» INSTRUCTIONS FOR THE TASK: Take the line that contains "Where can you spot the blue football" and all lines after it, up to and including the last line of the data, and write them out exactly; nothing else belongs in the answer.

◆ ◆ ◆ ◆ ◆ ◆ ◆

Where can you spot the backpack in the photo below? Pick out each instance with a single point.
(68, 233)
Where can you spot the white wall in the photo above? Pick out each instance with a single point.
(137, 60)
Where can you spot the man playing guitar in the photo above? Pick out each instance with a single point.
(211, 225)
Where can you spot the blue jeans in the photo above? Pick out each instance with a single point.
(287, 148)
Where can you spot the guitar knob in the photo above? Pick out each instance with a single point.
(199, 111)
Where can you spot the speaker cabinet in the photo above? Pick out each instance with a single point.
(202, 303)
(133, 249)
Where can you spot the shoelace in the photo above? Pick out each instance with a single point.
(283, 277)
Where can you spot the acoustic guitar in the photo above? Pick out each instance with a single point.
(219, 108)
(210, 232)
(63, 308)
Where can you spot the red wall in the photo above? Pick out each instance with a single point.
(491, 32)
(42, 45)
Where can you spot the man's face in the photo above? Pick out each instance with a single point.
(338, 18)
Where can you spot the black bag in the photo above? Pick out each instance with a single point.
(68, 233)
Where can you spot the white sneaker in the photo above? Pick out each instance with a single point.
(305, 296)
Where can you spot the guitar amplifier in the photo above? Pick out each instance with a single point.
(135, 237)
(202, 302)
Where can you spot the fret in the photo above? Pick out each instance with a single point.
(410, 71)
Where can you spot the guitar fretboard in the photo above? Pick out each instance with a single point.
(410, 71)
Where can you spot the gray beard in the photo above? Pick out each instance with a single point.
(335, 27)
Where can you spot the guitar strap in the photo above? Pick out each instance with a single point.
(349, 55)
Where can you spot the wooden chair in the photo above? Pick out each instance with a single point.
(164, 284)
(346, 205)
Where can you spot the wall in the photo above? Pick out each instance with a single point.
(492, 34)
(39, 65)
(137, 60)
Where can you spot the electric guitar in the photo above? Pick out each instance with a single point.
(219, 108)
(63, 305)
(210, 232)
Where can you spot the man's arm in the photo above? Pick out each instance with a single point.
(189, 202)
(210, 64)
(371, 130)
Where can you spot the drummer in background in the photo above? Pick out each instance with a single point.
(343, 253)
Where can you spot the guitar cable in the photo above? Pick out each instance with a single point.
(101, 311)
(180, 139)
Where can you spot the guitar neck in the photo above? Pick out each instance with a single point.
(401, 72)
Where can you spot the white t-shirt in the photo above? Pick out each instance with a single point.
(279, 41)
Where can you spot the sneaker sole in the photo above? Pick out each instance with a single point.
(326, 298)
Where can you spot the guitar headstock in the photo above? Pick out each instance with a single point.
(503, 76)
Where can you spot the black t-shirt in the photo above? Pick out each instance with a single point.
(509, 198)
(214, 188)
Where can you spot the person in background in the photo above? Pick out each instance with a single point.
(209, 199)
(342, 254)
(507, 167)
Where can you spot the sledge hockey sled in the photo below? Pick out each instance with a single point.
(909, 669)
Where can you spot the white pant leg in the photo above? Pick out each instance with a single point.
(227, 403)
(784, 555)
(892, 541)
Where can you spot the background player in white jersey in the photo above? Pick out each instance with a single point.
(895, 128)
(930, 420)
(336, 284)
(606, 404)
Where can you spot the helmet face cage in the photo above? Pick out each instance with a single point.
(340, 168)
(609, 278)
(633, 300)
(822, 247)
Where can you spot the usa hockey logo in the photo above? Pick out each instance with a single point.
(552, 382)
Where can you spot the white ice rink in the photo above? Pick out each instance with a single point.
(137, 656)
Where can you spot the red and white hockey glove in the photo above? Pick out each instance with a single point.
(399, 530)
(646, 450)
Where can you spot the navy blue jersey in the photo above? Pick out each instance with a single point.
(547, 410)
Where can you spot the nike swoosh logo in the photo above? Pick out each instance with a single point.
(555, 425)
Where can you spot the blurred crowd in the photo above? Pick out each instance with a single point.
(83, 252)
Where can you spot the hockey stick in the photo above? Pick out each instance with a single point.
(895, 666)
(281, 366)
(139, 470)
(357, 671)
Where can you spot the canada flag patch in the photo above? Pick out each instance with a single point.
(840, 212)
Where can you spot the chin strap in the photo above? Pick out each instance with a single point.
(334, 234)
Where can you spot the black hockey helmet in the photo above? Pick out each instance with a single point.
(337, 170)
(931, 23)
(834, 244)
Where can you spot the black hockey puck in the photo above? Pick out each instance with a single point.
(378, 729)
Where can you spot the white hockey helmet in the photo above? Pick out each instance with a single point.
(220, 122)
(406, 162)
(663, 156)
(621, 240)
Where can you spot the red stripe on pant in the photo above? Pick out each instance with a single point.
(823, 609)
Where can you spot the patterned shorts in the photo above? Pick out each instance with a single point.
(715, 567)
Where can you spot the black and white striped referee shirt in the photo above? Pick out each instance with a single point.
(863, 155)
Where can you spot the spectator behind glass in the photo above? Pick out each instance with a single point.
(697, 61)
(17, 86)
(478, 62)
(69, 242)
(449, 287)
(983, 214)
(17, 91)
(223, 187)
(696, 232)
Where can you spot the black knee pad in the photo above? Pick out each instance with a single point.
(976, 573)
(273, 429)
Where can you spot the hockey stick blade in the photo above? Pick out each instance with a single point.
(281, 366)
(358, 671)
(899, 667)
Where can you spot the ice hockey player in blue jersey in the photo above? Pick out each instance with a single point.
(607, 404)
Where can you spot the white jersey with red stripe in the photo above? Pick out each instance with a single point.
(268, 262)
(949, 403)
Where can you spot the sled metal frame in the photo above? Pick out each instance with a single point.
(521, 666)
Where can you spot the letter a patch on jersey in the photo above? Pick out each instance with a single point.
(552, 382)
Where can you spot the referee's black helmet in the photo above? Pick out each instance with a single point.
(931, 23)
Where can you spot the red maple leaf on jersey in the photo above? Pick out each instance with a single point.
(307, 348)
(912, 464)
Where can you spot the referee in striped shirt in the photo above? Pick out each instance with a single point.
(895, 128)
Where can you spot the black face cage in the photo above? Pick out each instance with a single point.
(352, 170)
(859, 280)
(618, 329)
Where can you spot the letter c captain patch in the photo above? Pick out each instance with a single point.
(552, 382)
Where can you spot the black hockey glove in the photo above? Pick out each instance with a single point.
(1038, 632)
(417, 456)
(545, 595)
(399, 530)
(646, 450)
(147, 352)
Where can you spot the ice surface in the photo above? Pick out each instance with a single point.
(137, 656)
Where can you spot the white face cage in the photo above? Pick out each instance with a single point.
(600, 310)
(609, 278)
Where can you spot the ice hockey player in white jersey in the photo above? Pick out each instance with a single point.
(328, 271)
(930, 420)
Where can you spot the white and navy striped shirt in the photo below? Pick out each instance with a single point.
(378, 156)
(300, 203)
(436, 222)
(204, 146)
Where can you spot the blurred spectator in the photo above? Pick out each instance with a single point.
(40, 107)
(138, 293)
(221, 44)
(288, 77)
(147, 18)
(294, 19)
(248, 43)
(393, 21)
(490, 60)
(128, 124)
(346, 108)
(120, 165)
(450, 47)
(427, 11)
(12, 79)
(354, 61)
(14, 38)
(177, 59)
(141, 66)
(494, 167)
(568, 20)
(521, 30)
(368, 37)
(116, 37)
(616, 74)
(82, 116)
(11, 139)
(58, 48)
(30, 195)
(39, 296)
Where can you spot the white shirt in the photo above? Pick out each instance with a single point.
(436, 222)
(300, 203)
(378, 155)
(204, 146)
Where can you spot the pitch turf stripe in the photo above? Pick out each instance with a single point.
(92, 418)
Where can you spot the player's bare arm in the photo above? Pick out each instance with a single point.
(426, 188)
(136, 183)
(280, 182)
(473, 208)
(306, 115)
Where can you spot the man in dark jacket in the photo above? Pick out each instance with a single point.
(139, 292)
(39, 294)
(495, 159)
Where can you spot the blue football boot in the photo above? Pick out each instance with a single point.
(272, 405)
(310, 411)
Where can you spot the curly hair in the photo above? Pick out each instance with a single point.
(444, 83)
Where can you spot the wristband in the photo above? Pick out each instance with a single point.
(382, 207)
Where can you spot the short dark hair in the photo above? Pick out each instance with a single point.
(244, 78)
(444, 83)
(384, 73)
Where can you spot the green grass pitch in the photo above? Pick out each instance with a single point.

◆ ◆ ◆ ◆ ◆ ◆ ◆

» RESULT FOR THIS EXERCISE:
Where can you spot the blue football boot in the photo above? Pick out each instance with a single point.
(272, 405)
(310, 411)
Where can you spot the curly hair in the photo above? Pick out each instance with a single point.
(444, 83)
Where can you spot the wristband in the photo above? Pick out each instance with a single point.
(382, 207)
Where can you spot the short dark hair in the photo above? Pick out each instance with a single point.
(244, 78)
(444, 83)
(384, 73)
Where can you spot the green grass pitch in the photo above? Pick out each instance with a single point.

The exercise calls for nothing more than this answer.